§ Dataset excerpts:
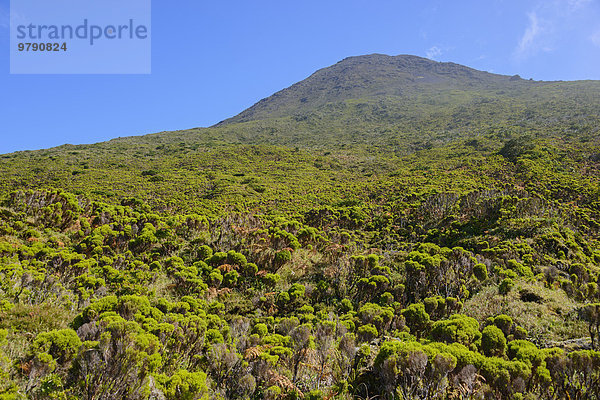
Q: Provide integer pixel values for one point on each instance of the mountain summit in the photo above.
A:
(372, 76)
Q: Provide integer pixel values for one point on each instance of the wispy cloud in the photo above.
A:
(433, 52)
(531, 33)
(595, 38)
(553, 23)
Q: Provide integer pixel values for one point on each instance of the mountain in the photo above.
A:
(373, 76)
(389, 227)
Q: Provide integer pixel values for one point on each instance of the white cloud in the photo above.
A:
(595, 38)
(577, 4)
(528, 39)
(433, 52)
(553, 24)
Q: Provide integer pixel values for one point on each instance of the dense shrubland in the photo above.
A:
(486, 292)
(442, 244)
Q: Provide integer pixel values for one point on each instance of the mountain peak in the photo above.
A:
(370, 76)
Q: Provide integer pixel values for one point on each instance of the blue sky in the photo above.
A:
(211, 60)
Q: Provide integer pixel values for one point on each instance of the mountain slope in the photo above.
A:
(389, 227)
(372, 76)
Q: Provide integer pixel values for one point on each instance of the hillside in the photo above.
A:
(375, 76)
(390, 227)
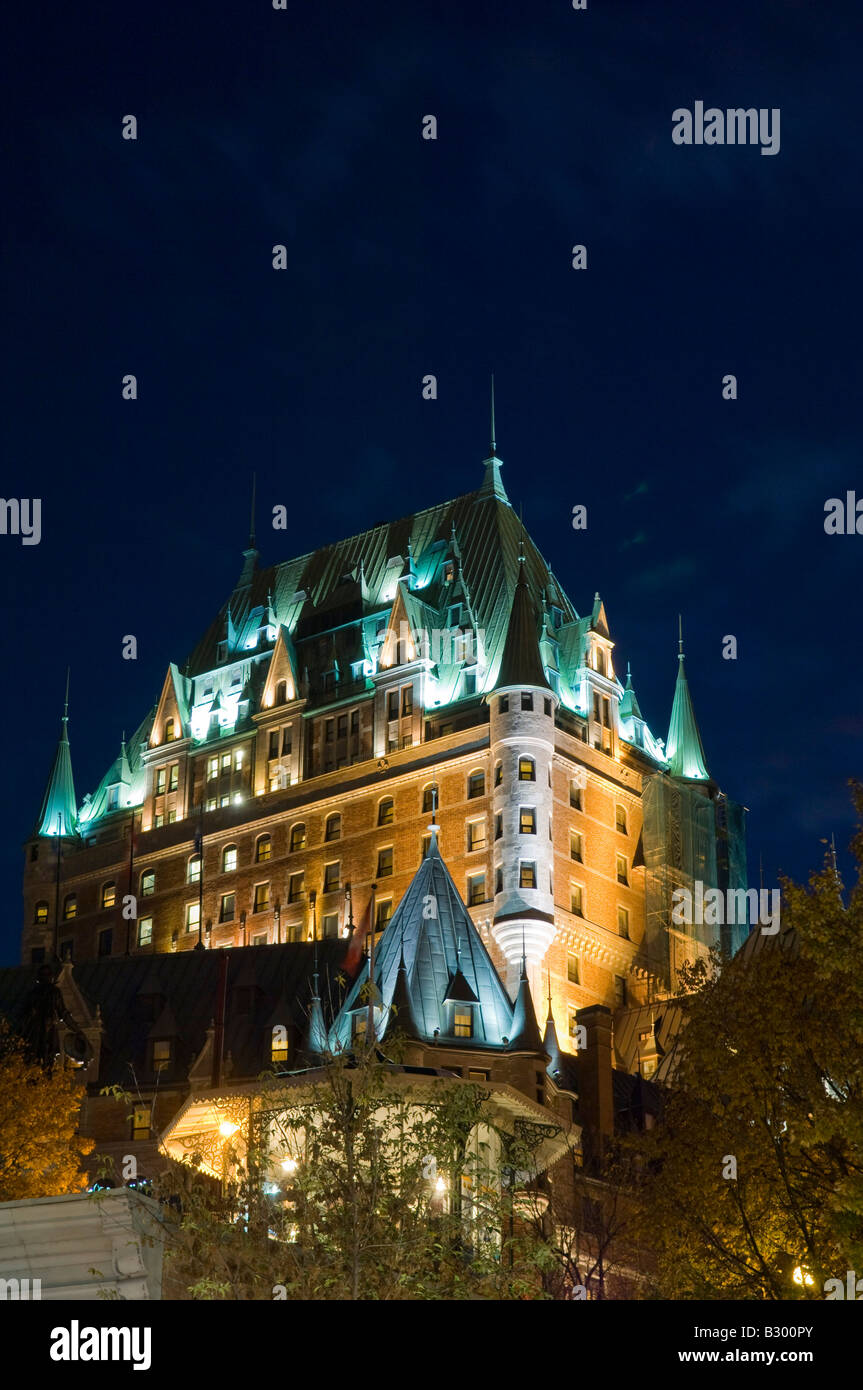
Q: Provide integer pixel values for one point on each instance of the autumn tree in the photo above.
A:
(753, 1182)
(40, 1148)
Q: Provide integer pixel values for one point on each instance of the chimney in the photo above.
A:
(595, 1091)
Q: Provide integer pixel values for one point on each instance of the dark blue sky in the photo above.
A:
(406, 257)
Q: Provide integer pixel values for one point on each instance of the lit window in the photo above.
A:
(463, 1023)
(227, 906)
(475, 834)
(475, 888)
(527, 875)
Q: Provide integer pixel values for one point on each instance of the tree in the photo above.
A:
(755, 1178)
(40, 1148)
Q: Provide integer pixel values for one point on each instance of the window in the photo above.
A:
(227, 906)
(475, 836)
(141, 1122)
(475, 888)
(527, 875)
(331, 876)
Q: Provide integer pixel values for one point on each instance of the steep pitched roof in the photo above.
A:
(434, 931)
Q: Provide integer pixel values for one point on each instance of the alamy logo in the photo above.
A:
(77, 1343)
(737, 125)
(713, 908)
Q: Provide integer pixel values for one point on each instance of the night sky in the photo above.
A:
(453, 257)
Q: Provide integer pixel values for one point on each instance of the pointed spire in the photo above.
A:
(59, 809)
(684, 745)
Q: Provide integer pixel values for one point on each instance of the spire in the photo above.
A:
(628, 705)
(521, 663)
(59, 812)
(525, 1030)
(684, 747)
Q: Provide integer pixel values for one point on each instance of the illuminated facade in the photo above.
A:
(284, 784)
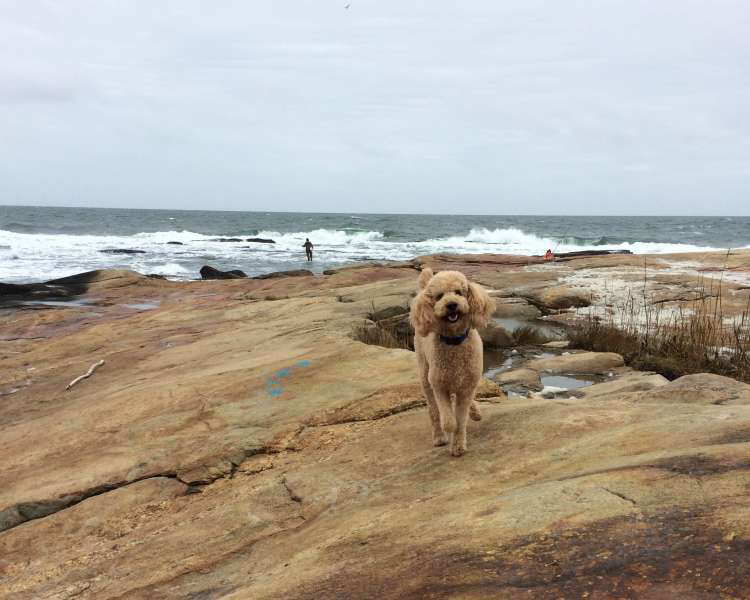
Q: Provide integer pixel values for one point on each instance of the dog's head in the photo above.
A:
(449, 304)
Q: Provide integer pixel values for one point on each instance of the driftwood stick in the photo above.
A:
(93, 368)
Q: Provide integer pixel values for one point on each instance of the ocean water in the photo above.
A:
(40, 243)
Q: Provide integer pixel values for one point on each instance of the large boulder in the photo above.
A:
(702, 388)
(208, 272)
(583, 362)
(627, 382)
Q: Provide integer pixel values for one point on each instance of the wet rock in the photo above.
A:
(703, 388)
(67, 287)
(523, 379)
(208, 272)
(632, 381)
(388, 312)
(122, 251)
(584, 362)
(515, 308)
(562, 297)
(495, 336)
(557, 344)
(489, 389)
(280, 274)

§ Directions for this task:
In the listing above, find the line with "head in the photo above." and the line with "boulder in the photo above.", then print exactly those two lines and every line between them, and nothing more.

§ Exercise output:
Q: Provide integer pixel values for one point on each instance of the dog's head in the photo above.
A:
(449, 304)
Q: Provide integer pixel values for one point on each instance of the driftwood stick in the photo above.
A:
(93, 368)
Q: Provide integer pixel values for one point on each instance of the ocean water in the photo above.
A:
(40, 243)
Q: Provide integer pixel values for one point on each instance of the large boulder in the photo above.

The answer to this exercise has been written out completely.